* DIRECTIONS:
1) Decide whether each statement agrees with the on-call guide below. For each, answer yes or no and quote the words from the guide that decide it.
(a) The guide advises waiting until more is known before posting to the incident channel.
(b) The incident start time for SLA calculations is when the alert fired, not when it was acknowledged.
(c) When there is no runbook, the deployment log should be checked before anything else.
2) In the on-call guide below, shorten the paragraph that begins "What changed in the last 2 hours?" and keep its main facts.

* PAGE EXTRACT:

────────────────────────────────────────

On-Call Survival Guide: From First Alert to Postmortem

Most on-call guides cover what to set up. This one covers what to do when the alert fires.

The difference between a 15-minute incident and a 3-hour incident is usually not technical knowledge — it's process. Teams that recover quickly have a repeatable structure they follow under pressure. Teams that spiral have good intentions and no structure.

This guide covers the full incident arc: alert fires, you respond, you diagnose, you communicate, you fix it, you close it, and you make sure it doesn't happen again.

The First 5 Minutes

The first five minutes are the most chaotic. Don't try to fix the problem yet. Contain the chaos so fixing becomes possible.

Step 1: Acknowledge the alert (30 seconds)

Acknowledge in whichever tool fired the alert. This prevents duplicate response and signals to your team that someone is handling it. If you're in a rotation, this starts your response clock for SLA purposes.

Step 2: Post to the incident channel (1 minute)

Open your designated incident channel and post:

🔴 Investigating: [service name] / [alert name]
IC: @yourname
Status page updated: [link]

Don't wait until you know more. Post now. Your team can see the incident is being handled. Create a dedicated channel (#inc-2026-06-26-api-errors) so the technical thread stays separate from the main engineering channel.

Step 3: Update the status page (1 minute)

Post "Investigating" before you know the cause. Customers seeing an update within 3 minutes trust you more than customers who see nothing for 20 minutes, even with no new information. See incident communication templates for copy-ready status page text.

Step 4: Note the exact incident start time (30 seconds)

The timestamp when the alert fired (not when you acknowledged it) is the start time for your SLA calculations, your postmortem timeline, and your customer communication. Note it somewhere you won't lose it.

Step 5: Open the runbook if one exists

If there's a runbook for this alert, follow it before doing anything else. Runbooks exist because someone solved this problem before. Trust the documented process before going off-script, even if you have a strong intuition about the cause.

The Diagnosis Framework: DIME

When there's no runbook, work through this checklist in order. Most incidents have a cause in one of these four categories.

D — Deployments

What changed in the last 2 hours? A recent deployment is the most common cause of production incidents. Check your deployment log first, before looking anywhere else. The most expensive diagnostic mistakes happen when teams spend 30 minutes debugging application behavior when the cause is a config value that changed 90 minutes ago.

────────────────────────────────────────

* INFORMATION SHOWN:
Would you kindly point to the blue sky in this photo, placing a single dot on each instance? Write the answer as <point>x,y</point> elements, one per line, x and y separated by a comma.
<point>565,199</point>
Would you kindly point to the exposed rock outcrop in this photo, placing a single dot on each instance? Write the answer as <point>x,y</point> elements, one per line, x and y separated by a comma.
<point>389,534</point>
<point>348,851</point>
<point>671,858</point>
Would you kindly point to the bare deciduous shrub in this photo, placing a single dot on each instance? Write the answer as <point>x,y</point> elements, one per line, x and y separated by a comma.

────────────────────────────────────────

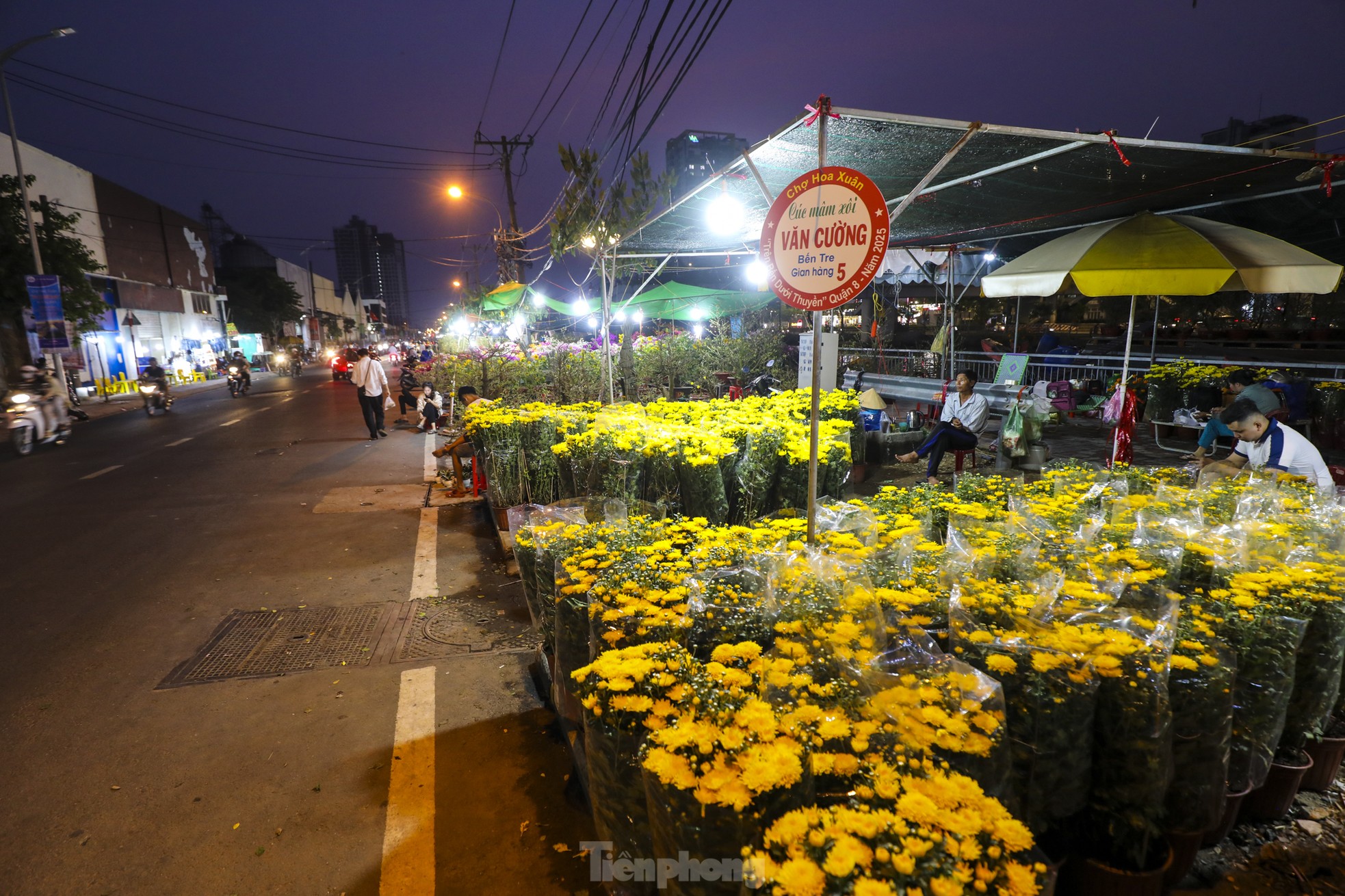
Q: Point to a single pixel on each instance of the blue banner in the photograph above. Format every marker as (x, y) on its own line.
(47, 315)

────────────────────────────────────────

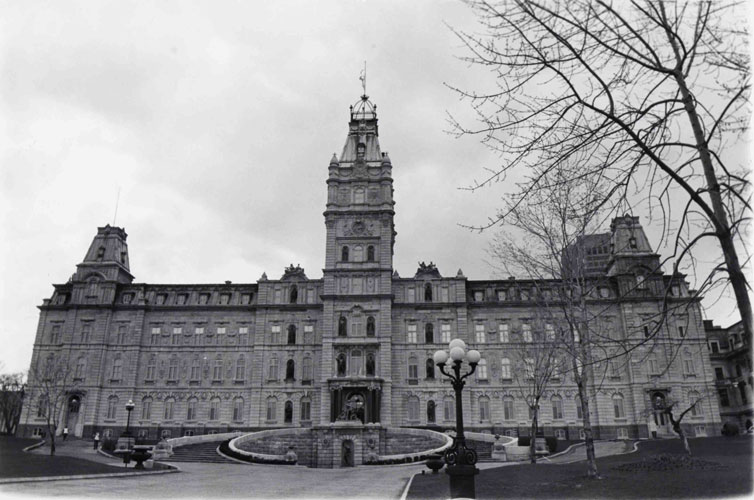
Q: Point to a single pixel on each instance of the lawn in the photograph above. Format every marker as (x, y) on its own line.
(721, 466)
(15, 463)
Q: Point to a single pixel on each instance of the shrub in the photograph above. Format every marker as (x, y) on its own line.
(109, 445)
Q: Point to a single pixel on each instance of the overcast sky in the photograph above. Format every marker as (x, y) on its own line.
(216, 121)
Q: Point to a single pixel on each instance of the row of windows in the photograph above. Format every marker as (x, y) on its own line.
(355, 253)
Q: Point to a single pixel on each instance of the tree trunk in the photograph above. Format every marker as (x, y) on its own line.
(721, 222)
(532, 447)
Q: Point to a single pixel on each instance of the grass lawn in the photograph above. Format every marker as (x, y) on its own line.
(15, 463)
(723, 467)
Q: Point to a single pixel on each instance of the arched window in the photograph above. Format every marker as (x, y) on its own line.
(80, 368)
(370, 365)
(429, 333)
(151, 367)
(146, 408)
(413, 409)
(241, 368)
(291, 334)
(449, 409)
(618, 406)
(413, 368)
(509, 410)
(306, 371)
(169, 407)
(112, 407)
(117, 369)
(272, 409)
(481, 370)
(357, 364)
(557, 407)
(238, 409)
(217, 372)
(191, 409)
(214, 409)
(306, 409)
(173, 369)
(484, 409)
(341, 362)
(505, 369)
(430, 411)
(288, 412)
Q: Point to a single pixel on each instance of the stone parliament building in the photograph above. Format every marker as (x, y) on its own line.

────────────────────────────────────────

* SOLUTIONS BY TASK:
1)
(a) No: "Don't wait until you know more. Post now."
(b) Yes: "The timestamp when the alert fired (not when you acknowledged it) is the start time for your SLA calculations"
(c) Yes: "Check your deployment log first, before looking anywhere else."

2) A recent deployment is the most common cause of production incidents. Check the deployment log for changes in the last 2 hours before looking anywhere else. The costliest diagnostic mistakes come from spending 30 minutes debugging application behavior when the cause is a config value changed 90 minutes earlier.